__What you should do__: What follows is a set of records; restate each one word for word and drop the pictures.

(Collection entries)
_ _ _ _ _

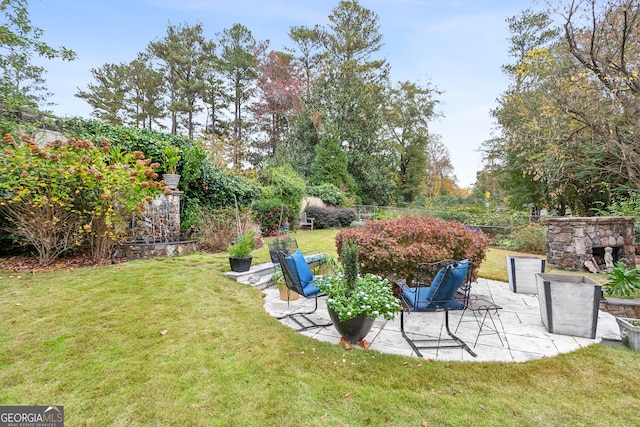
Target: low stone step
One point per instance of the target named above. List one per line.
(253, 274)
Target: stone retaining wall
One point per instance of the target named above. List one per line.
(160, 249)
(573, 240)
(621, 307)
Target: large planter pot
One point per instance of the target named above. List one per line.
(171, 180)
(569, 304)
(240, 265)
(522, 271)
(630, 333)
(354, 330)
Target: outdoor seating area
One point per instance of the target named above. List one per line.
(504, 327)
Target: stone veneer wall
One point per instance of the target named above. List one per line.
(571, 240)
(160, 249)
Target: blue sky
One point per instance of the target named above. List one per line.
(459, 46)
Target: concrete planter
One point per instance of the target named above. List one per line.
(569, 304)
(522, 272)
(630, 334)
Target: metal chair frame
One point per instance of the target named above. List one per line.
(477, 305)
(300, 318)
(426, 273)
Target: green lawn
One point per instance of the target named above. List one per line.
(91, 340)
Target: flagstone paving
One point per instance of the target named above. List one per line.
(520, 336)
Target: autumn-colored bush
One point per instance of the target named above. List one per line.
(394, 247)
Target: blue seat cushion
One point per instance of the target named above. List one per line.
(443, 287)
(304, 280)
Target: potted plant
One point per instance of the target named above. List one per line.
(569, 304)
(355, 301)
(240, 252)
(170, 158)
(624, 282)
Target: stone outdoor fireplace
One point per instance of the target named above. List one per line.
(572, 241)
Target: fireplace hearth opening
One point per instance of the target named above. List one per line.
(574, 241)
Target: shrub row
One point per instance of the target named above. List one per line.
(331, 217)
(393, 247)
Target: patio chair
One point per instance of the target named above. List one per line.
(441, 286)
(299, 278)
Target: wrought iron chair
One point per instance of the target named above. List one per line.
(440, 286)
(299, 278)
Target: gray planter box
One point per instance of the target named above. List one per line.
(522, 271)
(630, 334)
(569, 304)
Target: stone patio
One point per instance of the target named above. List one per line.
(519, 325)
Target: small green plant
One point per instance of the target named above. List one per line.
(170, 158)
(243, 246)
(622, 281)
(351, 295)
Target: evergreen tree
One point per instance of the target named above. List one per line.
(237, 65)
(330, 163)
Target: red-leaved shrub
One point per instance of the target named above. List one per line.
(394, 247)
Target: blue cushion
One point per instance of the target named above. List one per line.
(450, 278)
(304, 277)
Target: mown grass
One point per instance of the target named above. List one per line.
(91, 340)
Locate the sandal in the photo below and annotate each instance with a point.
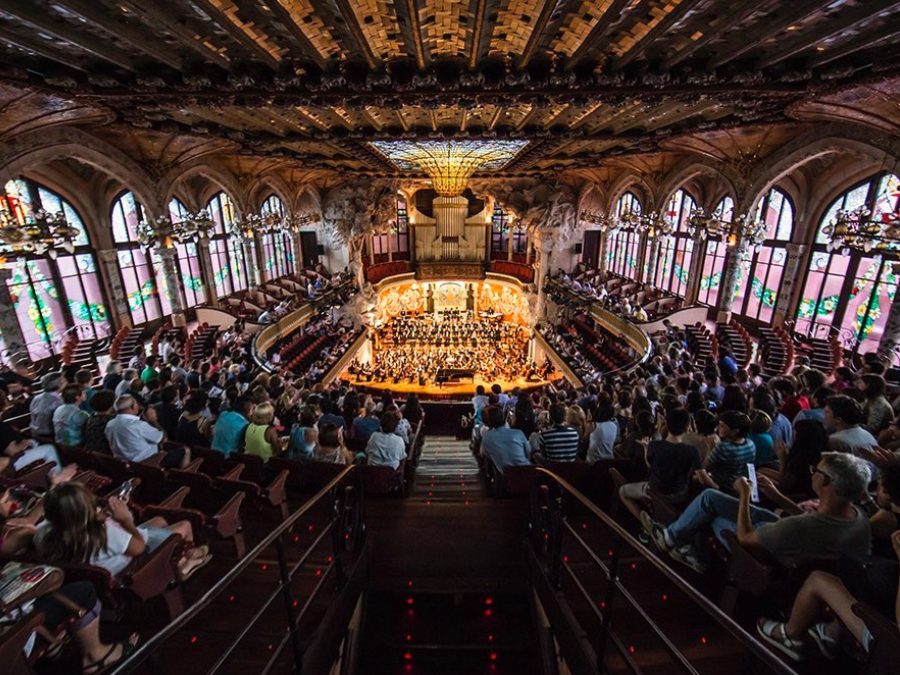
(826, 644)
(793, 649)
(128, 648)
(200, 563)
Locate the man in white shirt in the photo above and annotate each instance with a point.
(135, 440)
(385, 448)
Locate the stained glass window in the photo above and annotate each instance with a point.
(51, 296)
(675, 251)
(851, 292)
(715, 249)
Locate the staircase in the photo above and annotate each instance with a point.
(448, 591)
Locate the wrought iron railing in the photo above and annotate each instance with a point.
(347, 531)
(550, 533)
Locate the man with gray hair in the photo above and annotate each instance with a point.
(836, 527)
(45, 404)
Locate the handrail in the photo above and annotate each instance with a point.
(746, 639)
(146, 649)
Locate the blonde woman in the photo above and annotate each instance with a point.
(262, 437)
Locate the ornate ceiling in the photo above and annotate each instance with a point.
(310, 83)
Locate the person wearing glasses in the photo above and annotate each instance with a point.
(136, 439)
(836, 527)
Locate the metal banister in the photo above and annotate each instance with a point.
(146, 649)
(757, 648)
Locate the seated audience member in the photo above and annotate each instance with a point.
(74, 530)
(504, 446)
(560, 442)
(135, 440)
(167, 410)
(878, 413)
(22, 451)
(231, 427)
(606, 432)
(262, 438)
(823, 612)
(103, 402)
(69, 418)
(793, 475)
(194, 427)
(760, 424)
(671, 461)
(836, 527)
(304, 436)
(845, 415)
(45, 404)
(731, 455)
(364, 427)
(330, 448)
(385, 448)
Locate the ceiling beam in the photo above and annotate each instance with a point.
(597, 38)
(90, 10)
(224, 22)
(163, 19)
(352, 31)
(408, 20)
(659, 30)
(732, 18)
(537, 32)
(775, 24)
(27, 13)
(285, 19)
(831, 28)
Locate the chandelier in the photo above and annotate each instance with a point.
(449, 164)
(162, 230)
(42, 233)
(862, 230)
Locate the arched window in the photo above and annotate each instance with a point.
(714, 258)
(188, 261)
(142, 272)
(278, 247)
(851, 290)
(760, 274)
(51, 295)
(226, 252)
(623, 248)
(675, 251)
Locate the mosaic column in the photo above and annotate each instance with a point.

_ _ _ _ _

__Result for this task__:
Target: low stone step
One point per instance of the target named above. List one per line.
(253, 274)
Target: stone retaining wall
One point per instance of the target named above. List one per line.
(160, 249)
(573, 240)
(621, 307)
Target: large planter pot
One point per instance of the target named above. List one per line.
(171, 180)
(569, 304)
(240, 265)
(522, 271)
(630, 333)
(354, 330)
Target: outdoor seating area
One point per instance of the target named above. List one per line.
(504, 327)
Target: stone veneer wall
One point per instance of the target named above. List one per line.
(571, 240)
(160, 249)
Target: blue sky
One point per instance of the target named above. List one per line.
(459, 46)
Target: concrete planter
One point per instance of the target named above. List one per line.
(569, 304)
(522, 272)
(630, 334)
Target: metal chair frame
One point per instance of the target named above. List one per line.
(477, 305)
(300, 318)
(426, 273)
Target: green lawn
One point per instance of the target named above. List one per line.
(91, 340)
Target: flagstone paving
One point per instance of the target named above. List one per line.
(520, 336)
Target: autumn-colored bush
One point per instance of the target named above. List one per line.
(394, 247)
Target: blue seat cushion
One point per instance of the target named above. List one per line.
(443, 287)
(304, 280)
Target: potted plant
One point per instance of the target named above. List one per line.
(569, 304)
(355, 301)
(240, 252)
(170, 158)
(624, 282)
Target: stone outdoor fireplace
One point per instance of the target named above. List one per line.
(572, 241)
Target: fireplace hearth opening
One point per instance of the target named above. List one per line.
(574, 241)
Target: shrub row
One point per instance of the target named above. List one per line.
(331, 217)
(393, 247)
Target: patio chair
One point per instance of the target named above. List one per line.
(441, 286)
(299, 278)
Target: wrought iron chair
One point per instance of the target named above. List one per line.
(440, 286)
(299, 278)
Target: gray planter box
One point per instance of the target named above. List one per line.
(522, 271)
(630, 334)
(569, 304)
Target: stone patio
One point per instance of the target named above. List one per line.
(519, 325)
Target: small green plant
One point per instance of the target named above. List one per line.
(170, 158)
(243, 246)
(622, 281)
(351, 295)
Target: evergreen tree
One point per instance of the target named above. List one per line.
(237, 65)
(330, 163)
Target: red-leaved shrub
One point per instance of the target named above. List one per line.
(394, 247)
Target: blue cushion
One point per instance of the target named above. List one per line.
(450, 278)
(304, 277)
Target: mown grass
One point per instance of the target named above. List one per line.
(91, 340)
Locate the sandal in the photo below and annotate each instance with a point.
(826, 644)
(793, 649)
(128, 648)
(200, 563)
Locate the man in white shirt in the photo above and annotate each instance with a point.
(135, 440)
(385, 448)
Locate the stained glass window in the photo above and annotate each instance with a point.
(51, 296)
(675, 251)
(851, 292)
(715, 249)
Locate the staircase in the photo above and annotate each instance with a point.
(448, 591)
Locate the wrought iron railing in the photo above and annotate each instance with a point.
(347, 531)
(550, 533)
Locate the man with gray hair in the photo above and annotate each instance with a point.
(836, 527)
(45, 404)
Locate the handrail in the photo above and annotate each instance with a point.
(746, 639)
(146, 649)
Locate the blonde woman in the photo above and annotate each instance with a point.
(262, 437)
Locate the ornate ceiling in the photo above and annotate each instance with a point.
(310, 83)
Locate the person wearing glasses in the photo above and annotate each instance with a point.
(136, 439)
(836, 527)
Locate the metal banister in the photo above and annotate each instance with a point.
(146, 649)
(757, 648)
Locate the seated audience member in the photo above and annotate each instance with a point.
(74, 530)
(504, 446)
(560, 442)
(135, 440)
(167, 410)
(878, 413)
(22, 451)
(231, 427)
(606, 432)
(262, 438)
(823, 612)
(103, 402)
(69, 418)
(793, 475)
(194, 427)
(760, 424)
(671, 461)
(836, 527)
(304, 436)
(845, 415)
(45, 404)
(731, 455)
(364, 427)
(330, 448)
(385, 448)
Locate the ceiling beam in the photo above and annotate each instance with a point.
(597, 38)
(90, 10)
(224, 22)
(163, 19)
(352, 31)
(408, 20)
(659, 30)
(732, 18)
(537, 32)
(775, 24)
(27, 13)
(285, 19)
(831, 28)
Locate the chandelier in the photo above and annotate each instance with a point.
(449, 164)
(162, 230)
(42, 233)
(862, 230)
Locate the arched window in the photo above and annotate each instance with a point.
(714, 258)
(188, 261)
(142, 272)
(278, 247)
(851, 290)
(760, 274)
(51, 295)
(226, 252)
(623, 248)
(675, 251)
Locate the mosaic column in the photo above and annotate each instance with a point.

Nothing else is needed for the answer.